>>>>

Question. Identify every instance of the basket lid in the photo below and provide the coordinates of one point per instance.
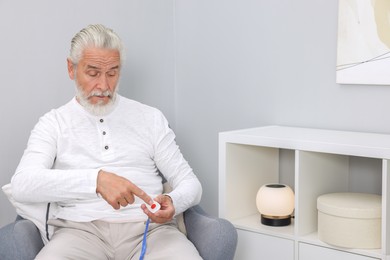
(350, 205)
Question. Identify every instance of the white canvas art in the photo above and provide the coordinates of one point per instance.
(363, 49)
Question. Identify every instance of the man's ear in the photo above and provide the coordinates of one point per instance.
(71, 69)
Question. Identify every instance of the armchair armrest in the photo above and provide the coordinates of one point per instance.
(214, 238)
(20, 240)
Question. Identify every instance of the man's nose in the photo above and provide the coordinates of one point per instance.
(103, 82)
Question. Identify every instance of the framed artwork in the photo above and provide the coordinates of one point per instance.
(363, 43)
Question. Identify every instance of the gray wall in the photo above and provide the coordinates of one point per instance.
(210, 65)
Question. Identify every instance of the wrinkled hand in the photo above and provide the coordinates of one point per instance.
(118, 191)
(166, 212)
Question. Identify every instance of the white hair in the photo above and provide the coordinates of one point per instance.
(97, 36)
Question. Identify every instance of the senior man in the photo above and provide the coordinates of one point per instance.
(99, 159)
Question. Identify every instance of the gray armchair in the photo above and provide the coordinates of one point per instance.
(215, 238)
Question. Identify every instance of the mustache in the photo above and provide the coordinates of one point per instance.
(97, 93)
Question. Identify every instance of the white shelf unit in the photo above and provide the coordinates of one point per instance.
(312, 162)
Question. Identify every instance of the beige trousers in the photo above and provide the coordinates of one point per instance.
(118, 241)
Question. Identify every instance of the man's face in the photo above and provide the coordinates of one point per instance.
(96, 75)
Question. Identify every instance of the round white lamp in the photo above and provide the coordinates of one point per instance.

<<<<

• **THE EXERCISE**
Can you rewrite the lines from the one containing "Question. Identify every instance of the beige" through the end of the material, inclusive, putting "khaki trousers" in place of "beige trousers" and keeping everything else the same?

• **SOLUTION**
Question. Identify every instance of the khaki trousers in the photo above and provide the coordinates of one point per instance.
(118, 241)
Question. Identify every instance of the man's face in the photo above and provide the coordinates of one point per instance.
(96, 75)
Question. Identify every instance of the round white lamp in the photo above and provide the coordinates of one point per instance.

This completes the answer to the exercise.